[[ Records for this exercise open ]]

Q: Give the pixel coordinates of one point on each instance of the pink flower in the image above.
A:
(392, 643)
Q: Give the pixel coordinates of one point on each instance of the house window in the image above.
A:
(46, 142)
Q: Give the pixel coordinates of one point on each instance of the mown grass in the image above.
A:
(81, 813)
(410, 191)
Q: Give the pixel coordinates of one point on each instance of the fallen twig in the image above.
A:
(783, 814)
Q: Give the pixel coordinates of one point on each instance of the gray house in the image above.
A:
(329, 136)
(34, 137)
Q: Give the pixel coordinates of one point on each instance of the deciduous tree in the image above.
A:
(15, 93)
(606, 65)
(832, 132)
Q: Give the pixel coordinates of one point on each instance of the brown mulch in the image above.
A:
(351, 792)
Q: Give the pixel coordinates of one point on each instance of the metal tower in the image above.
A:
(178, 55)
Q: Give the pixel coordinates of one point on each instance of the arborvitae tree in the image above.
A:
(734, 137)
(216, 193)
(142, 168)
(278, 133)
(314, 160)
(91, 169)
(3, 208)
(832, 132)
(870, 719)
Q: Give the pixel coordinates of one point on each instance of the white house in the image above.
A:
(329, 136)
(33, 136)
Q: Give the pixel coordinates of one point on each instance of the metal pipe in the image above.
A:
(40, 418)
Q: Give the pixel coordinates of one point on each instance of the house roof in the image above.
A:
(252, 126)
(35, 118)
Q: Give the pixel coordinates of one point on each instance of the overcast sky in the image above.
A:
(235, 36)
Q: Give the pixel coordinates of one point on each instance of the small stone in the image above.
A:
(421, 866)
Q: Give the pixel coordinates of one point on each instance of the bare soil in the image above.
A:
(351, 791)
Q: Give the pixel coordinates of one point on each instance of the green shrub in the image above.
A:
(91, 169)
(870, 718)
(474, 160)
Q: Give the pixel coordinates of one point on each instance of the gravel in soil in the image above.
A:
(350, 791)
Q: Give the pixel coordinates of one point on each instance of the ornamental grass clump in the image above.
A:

[[ Records for this exercise closed ]]

** What the task requires **
Give the count of lines in the records above that hold the string "tree", and only that count.

** Solution to this exercise **
2